■ **What the task requires**:
Without omitting anything, retype the data that follows.

■ **Raw records**:
▼
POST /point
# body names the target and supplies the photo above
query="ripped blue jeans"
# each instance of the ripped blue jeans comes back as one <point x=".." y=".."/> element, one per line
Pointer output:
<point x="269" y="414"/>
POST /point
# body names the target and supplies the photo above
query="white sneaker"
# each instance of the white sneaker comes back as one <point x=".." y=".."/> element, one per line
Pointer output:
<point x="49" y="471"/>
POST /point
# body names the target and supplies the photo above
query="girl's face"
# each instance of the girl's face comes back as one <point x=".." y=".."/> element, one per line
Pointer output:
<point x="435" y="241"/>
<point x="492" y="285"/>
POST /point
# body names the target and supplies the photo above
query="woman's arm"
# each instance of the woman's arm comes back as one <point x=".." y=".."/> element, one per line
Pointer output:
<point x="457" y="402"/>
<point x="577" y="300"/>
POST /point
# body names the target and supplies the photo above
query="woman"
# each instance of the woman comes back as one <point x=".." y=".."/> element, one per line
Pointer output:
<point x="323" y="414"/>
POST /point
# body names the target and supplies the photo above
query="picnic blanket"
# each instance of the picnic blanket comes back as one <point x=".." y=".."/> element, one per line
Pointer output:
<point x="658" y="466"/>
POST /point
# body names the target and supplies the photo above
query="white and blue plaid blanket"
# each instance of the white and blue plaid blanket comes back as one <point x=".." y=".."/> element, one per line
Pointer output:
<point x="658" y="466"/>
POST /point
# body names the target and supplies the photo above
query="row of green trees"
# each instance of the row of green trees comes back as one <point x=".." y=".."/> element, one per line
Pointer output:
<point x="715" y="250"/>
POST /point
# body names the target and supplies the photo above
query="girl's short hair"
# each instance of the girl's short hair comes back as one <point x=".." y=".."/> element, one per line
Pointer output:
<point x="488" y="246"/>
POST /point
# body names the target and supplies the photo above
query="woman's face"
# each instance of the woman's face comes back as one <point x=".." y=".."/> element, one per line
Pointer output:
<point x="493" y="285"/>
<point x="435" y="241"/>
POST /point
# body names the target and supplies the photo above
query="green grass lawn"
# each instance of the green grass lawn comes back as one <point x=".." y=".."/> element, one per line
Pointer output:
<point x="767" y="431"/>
▲
■ **In response**:
POST /point
# body names the target and supplies the photo above
query="ripped blue jeans"
# each instance of the ripped blue jeans comes back as one <point x=".." y=".."/> element, one per line
Pointer output:
<point x="269" y="414"/>
POST /point
# body names the target and supplies the photo above
query="white sneaker"
# each instance of the white sneaker comes back as one <point x=".." y=".."/> element, one per line
Pointer output:
<point x="49" y="471"/>
POST /point
# body names the target and supplies the photo above
query="girl's face"
# each instance of the girl's face comes back as one <point x=".." y=".."/> element, one per line
Pointer output:
<point x="435" y="241"/>
<point x="492" y="285"/>
POST /point
# body names the target and supplies the photo above
query="woman's arm"
# each instance of the woman's arm comes back as one <point x=".." y=".."/> element, one per line
Pointer output:
<point x="457" y="402"/>
<point x="577" y="300"/>
POST /point
# body names the target and supplies the photo above
query="woman"
# each instance of the woman comes back as one <point x=".." y=".."/> element, one per line
Pointer output:
<point x="323" y="414"/>
POST /point
# body names the target and supplies the photo above
query="picnic blanket"
# each instance of the picnic blanket comes back as one <point x=".." y=".."/> element, one per line
Pointer output:
<point x="658" y="466"/>
POST /point
# body names the target and supplies the photo above
query="white and blue plaid blanket"
# each instance of the white and blue plaid blanket comes back as one <point x=".." y=".."/> element, one per line
Pointer output:
<point x="658" y="466"/>
POST /point
# body names the target and supplies the photo above
query="row of green trees"
# each instance of the row of green trees comes back as one <point x=".." y=".."/> element, one per line
Pointer output:
<point x="715" y="250"/>
POST /point
# body names the target and supplies the photo above
query="girl's short hair"
# each instance of the girl's short hair comes back as one <point x=".." y=".."/> element, one per line
Pointer output:
<point x="488" y="246"/>
POST /point
# body names the target and supplies the photo above
query="woman's face"
# each instance of the woman's face comes back as one <point x=".." y=".."/> element, one per line
Pointer output:
<point x="493" y="285"/>
<point x="435" y="241"/>
POST /point
# body names the target and supplies the photo above
query="green grass lawn"
# each instance of the green grass lawn comes back as one <point x=".." y=".."/> element, one per line
Pointer output:
<point x="767" y="431"/>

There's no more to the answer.